• **Exercise directions**:
Identify and pull out each line of the entries in which "wooden" occurs.

[Data section Boundary: Start]

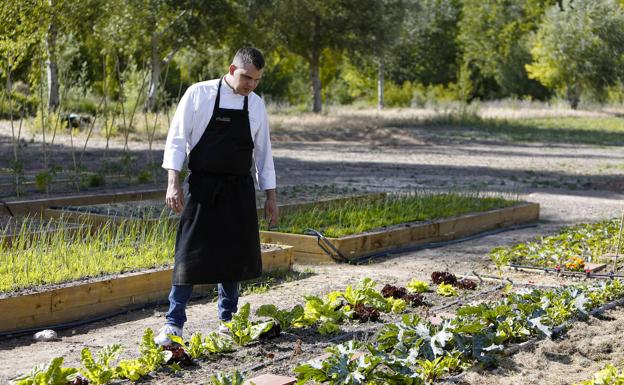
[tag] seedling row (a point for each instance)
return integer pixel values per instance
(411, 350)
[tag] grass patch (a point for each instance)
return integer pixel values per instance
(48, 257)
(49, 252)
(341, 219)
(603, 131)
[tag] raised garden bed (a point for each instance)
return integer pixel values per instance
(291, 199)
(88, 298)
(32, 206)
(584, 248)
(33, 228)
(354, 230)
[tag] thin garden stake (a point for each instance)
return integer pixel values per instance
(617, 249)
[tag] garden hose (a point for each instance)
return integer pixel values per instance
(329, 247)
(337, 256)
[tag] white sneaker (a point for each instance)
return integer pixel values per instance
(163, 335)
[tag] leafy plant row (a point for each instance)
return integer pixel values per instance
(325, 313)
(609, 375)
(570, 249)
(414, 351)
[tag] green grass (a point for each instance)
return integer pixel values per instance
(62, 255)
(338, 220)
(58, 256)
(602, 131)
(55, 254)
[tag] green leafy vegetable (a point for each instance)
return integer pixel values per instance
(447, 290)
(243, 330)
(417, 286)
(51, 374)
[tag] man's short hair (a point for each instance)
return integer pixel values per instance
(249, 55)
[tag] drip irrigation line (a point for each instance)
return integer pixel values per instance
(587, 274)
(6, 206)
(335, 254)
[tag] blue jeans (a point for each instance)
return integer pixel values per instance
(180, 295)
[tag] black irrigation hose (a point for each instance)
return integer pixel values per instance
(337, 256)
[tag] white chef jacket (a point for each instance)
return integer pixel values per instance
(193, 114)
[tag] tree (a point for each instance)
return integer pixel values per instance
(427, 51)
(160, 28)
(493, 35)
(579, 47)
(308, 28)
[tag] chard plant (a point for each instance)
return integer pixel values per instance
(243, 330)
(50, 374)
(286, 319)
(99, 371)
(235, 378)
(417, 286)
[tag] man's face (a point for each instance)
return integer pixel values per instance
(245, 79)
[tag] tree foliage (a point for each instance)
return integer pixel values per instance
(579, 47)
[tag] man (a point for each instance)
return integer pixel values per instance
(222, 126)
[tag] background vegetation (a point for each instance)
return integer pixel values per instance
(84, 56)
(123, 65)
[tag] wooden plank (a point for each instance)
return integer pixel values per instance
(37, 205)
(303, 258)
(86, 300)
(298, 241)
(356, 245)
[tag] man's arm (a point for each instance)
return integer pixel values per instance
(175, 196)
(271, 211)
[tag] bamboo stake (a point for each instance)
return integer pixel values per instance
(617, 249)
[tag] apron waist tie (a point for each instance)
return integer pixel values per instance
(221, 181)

[Data section Boundary: End]
[Data section Boundary: Start]

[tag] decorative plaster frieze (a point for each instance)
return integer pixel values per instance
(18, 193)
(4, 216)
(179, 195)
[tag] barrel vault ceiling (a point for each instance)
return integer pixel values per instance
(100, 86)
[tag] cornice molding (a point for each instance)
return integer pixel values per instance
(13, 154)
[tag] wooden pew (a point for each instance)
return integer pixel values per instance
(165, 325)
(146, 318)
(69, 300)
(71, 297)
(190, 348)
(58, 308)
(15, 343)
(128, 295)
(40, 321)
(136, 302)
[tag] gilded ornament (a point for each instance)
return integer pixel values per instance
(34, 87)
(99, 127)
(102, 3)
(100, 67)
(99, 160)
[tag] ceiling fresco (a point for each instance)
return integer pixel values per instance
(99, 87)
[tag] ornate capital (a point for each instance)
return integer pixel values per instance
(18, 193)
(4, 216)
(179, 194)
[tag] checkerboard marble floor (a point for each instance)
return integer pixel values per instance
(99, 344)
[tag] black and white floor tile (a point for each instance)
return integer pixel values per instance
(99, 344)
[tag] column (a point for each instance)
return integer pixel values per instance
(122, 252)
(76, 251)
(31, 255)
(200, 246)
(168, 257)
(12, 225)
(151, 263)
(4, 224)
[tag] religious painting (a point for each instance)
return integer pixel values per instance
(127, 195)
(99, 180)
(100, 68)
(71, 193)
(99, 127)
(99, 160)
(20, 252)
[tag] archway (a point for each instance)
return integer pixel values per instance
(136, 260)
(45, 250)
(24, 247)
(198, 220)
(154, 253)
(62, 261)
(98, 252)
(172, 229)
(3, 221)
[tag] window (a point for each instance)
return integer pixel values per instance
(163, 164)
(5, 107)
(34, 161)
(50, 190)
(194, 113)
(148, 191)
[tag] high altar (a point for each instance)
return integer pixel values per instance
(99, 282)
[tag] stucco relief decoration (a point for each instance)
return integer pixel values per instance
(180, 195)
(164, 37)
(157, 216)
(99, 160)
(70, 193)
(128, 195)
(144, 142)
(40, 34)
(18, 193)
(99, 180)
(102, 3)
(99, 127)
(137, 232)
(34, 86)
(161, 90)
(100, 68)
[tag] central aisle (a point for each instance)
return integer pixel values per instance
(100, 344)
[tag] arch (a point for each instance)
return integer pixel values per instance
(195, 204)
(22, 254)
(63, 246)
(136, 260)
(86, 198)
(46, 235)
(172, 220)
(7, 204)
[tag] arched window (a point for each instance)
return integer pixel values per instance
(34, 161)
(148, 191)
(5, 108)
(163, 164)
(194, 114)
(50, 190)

[Data section Boundary: End]

• **Exercise response**:
[tag] wooden plank (a point for each instance)
[tag] wooden pew (a point for each instance)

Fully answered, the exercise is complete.